--- BEGIN GIVEN ENTRIES ---
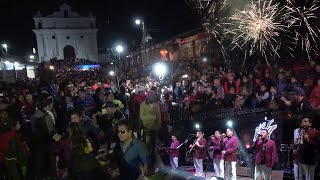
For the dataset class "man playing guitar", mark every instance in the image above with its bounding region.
[189,131,207,176]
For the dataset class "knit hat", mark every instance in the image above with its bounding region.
[146,90,157,99]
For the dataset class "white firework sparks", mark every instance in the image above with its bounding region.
[185,0,228,59]
[228,0,285,63]
[285,0,320,60]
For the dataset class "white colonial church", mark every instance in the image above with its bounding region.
[33,4,98,61]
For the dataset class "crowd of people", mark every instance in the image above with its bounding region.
[0,56,320,180]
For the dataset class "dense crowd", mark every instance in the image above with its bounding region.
[0,56,320,180]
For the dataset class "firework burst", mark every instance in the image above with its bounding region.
[228,0,285,62]
[285,0,320,60]
[185,0,228,59]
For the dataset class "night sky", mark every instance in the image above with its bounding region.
[0,0,200,55]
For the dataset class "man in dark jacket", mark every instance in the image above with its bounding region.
[111,121,149,180]
[189,131,207,177]
[210,131,225,178]
[253,129,277,180]
[222,128,239,180]
[31,97,61,179]
[298,117,320,180]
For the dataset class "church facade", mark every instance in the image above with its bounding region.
[33,4,98,61]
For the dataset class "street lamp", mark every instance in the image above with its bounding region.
[116,45,124,60]
[13,62,19,80]
[115,45,124,87]
[1,44,8,53]
[135,19,147,64]
[136,19,141,25]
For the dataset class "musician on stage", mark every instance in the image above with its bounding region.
[222,128,239,180]
[210,131,225,178]
[298,117,320,180]
[253,129,277,180]
[189,131,207,177]
[169,135,180,170]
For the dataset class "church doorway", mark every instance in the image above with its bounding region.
[63,45,76,59]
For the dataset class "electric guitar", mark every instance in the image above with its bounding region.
[186,138,201,157]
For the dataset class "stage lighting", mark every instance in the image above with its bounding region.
[109,71,115,76]
[153,63,167,76]
[246,144,250,149]
[202,57,208,62]
[227,121,233,127]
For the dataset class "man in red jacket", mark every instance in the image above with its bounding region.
[189,131,207,177]
[169,135,180,170]
[210,130,225,178]
[222,128,239,180]
[254,129,277,180]
[298,117,320,180]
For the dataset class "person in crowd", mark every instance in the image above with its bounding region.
[223,73,240,94]
[224,86,237,108]
[253,129,277,180]
[169,135,180,170]
[31,96,62,180]
[241,86,257,109]
[0,111,29,180]
[205,86,222,111]
[131,86,145,139]
[211,77,225,99]
[210,130,225,178]
[140,90,161,151]
[269,84,282,102]
[118,84,130,117]
[110,121,149,180]
[97,101,125,156]
[69,136,111,180]
[70,109,99,148]
[298,117,320,180]
[189,130,207,177]
[221,128,239,180]
[21,92,36,119]
[286,76,301,92]
[75,89,95,114]
[276,72,287,93]
[105,91,124,112]
[281,87,312,113]
[309,78,320,109]
[256,84,270,107]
--- END GIVEN ENTRIES ---
• [STATED EXERCISE] Copy every line in the items above that contains the string "jacket".

• [REPLY]
For the dataset class "man in dark jacket", mark every instance in the image above with its bounding region.
For the dataset class "man in red jacket", mark every instance in the image above with its bounding region.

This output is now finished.